# Not Sure If I Like...Subpanel



## 3xdad (Jan 25, 2011)

Cleaned it up real nice. Looks worth it to me. That pipe on the left is bugging me tho.

Is it rigid? What's it go to? and could you not straighten it out?

Good job.:thumbsup:


----------



## electricmanscott (Feb 11, 2010)

Why, why, why????


----------



## McClary’s Electrical (Feb 21, 2009)

I would have delayed the job until I get my hands on a 42 space.


----------



## Service Call (Jul 9, 2011)

Well, it looks a butt load better.


----------



## BBQ (Nov 16, 2010)

svh19044 said:


> (supply house was actually out of a normal 40/40)


No Home Depot in PA?


----------



## chicken steve (Mar 22, 2011)

nice clean up there.....

~CS~


----------



## EBFD6 (Aug 17, 2008)

So, you removed a panel that was full including tandems and replaced it with a new panel which you filled up with tandems.

:blink:


----------



## wildleg (Apr 12, 2009)

nice looking work, but, as others said, somewhat pointless. 20 min worth of planning would've fixed that.


----------



## john120/240 (May 28, 2010)

What was the home inspectors reason for your work ? What code 

violations were corrected ? Yes your work does look better. These home

inspectors can nit pick the small stuff and ignore the obvious violations/


----------



## Sparky J (May 17, 2011)

I like the Siemens panel, mostly Siemens breakers, and the BR gfi breaker.
But judging by your before pic it looks way better.


----------



## MDShunk (Jan 7, 2007)

Looks decent to me.

Others already mentioned using tandems in a brand new panel, so I'll let that one be.

I also don't like the stupid slack bends in the service conductor/feeder. Honestly, when's the last time you ever needed this slack on a service call?

Other than that, looks about as good as I'd ever care to do.

An old inspector in my area would often say, "Yup, looks like an electrician was here". I think what he really means to say is that you can only do so much sometimes.


----------



## MHElectric (Oct 14, 2011)

Looks good from where Im standing. That mess sure is alot cleaner now. Good work!


----------



## svh19044 (Jul 1, 2008)

EBFD6 said:


> So, you removed a panel that was full including tandems and replaced it with a new panel which you filled up with tandems.
> 
> :blink:


That's exactly my problem with it. It makes no sense, but that's what the inspector wanted. He either suggested to fill a second subpanel, or make one complete filled panel. Pretty stupid.

The old panel was a 30 circuit max panel, so no good with tandems. The new panel filled up with tandems as applicable by manufacturer standards.

It kind of shows how pointless some of the NEC is. :thumbup:



mcclary's electrical said:


> I would have delayed the job until I get my hands on a 42 space.

****

# DIRECTIVES
1 – In the subpanel thread above, which posters have a date from 2011 next to their name in the heading?
2 – Rewrite the paragraph in the subpanel thread beginning "That's exactly my problem with it" as a short bulleted list that keeps its main points.
3 – From the subpanel thread above, copy the text between "What was the" and "(May 17, 2011)", inclusive.

Saved data entries
****

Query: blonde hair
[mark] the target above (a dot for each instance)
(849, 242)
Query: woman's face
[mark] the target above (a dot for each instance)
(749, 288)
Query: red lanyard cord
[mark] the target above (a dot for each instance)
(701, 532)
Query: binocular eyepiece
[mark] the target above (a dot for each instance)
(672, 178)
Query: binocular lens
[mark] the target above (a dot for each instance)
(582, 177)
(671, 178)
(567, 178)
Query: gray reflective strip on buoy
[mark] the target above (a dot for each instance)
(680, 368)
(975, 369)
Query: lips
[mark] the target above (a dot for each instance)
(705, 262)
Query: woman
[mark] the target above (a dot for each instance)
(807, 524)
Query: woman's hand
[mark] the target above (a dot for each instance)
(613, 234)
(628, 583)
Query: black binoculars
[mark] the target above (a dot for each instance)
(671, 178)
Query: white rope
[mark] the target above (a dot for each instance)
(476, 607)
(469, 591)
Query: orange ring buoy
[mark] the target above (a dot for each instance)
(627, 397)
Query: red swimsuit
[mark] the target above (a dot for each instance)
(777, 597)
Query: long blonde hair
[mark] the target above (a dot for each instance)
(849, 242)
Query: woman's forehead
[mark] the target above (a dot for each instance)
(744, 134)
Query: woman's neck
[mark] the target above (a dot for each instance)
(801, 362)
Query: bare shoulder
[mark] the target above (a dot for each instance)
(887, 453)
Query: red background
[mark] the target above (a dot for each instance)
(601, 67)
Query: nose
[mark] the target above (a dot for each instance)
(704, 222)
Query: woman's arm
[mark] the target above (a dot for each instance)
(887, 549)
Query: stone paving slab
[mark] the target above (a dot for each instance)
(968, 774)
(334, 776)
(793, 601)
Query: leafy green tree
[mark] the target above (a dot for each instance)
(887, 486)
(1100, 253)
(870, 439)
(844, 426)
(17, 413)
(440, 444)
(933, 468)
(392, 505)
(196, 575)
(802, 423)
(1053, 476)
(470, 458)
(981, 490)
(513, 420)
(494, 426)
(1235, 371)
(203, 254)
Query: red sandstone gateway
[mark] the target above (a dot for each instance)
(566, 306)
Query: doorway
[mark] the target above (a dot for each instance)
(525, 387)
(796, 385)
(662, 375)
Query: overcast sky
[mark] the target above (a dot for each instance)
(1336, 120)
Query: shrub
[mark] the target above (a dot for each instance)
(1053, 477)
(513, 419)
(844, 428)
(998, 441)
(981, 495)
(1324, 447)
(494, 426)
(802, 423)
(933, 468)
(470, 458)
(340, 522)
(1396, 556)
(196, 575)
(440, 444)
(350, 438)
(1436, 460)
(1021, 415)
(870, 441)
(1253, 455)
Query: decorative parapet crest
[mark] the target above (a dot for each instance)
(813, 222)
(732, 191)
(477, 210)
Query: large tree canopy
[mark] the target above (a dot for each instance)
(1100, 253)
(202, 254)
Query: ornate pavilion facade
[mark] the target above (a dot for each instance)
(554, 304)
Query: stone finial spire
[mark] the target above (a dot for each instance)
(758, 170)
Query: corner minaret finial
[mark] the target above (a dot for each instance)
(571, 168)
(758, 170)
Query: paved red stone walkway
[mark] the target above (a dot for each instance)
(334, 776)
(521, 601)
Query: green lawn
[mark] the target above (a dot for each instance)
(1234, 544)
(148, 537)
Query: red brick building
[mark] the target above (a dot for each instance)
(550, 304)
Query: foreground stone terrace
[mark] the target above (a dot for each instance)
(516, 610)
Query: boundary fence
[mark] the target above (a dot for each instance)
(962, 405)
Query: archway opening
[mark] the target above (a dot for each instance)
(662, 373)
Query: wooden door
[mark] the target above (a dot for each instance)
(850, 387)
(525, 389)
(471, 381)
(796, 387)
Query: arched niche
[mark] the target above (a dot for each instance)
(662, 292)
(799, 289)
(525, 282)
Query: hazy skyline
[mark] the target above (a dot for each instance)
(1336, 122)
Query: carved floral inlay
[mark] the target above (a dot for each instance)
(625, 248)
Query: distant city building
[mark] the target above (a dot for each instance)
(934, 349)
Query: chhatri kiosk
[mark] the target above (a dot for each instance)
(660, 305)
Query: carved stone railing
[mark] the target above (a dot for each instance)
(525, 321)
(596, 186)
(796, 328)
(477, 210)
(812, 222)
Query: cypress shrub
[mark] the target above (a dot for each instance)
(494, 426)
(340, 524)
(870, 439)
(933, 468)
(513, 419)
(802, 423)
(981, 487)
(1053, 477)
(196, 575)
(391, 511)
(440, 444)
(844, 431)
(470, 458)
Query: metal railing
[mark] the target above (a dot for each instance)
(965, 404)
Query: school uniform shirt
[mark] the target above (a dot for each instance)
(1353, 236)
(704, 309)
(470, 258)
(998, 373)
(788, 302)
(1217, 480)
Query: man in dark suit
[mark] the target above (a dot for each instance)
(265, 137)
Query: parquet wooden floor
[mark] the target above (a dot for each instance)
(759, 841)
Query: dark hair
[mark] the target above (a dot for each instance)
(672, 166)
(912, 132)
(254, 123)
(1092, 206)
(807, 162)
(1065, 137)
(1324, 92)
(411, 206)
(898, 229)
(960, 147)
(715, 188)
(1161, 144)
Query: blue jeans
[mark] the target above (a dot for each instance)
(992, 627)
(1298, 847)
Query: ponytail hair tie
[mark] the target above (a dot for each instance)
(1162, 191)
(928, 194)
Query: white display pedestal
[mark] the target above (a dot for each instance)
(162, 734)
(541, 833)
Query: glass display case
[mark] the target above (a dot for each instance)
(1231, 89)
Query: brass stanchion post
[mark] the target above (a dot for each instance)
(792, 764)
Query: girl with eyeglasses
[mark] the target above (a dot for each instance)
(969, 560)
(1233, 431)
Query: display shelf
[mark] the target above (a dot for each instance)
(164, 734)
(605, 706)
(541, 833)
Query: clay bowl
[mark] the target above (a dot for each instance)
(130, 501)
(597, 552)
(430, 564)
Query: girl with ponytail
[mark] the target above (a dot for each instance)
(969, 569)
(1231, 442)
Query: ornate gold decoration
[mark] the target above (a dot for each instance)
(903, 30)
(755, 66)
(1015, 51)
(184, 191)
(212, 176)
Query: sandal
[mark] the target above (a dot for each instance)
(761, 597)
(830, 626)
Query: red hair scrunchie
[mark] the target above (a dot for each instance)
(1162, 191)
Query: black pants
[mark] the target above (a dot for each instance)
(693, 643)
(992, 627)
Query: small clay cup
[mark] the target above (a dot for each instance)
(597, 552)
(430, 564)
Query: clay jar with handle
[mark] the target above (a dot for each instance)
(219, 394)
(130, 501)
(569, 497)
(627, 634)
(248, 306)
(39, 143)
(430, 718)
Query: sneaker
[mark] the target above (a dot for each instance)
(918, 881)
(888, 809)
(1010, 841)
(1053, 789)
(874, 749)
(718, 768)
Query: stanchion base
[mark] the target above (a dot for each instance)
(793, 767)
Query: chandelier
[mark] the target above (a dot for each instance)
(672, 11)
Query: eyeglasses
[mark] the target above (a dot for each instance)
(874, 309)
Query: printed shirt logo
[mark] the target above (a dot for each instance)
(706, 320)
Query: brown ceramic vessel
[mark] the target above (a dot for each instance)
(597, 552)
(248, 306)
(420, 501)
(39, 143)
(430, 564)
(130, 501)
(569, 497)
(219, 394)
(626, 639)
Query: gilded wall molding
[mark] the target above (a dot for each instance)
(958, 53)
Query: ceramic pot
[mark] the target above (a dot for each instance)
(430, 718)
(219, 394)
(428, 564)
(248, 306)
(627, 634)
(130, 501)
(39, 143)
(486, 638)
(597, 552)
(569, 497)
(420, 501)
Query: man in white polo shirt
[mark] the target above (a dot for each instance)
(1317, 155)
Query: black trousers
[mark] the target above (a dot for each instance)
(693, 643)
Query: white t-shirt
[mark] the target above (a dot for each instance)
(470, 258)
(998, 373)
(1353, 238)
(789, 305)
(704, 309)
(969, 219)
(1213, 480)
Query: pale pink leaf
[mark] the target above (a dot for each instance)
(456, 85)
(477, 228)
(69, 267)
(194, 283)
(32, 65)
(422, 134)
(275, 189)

****

# ANSWERS
1 –
3xdad
Service Call
chicken steve
Sparky J
MHElectric

2 –
- It makes no sense, but the inspector wanted it.
- The inspector suggested either filling a second subpanel or making one completely filled panel.
- The poster calls this pretty stupid.

3 –
What was the home inspectors reason for your work ? What code 

violations were corrected ? Yes your work does look better. These home

inspectors can nit pick the small stuff and ignore the obvious violations/


----------



## Sparky J (May 17, 2011)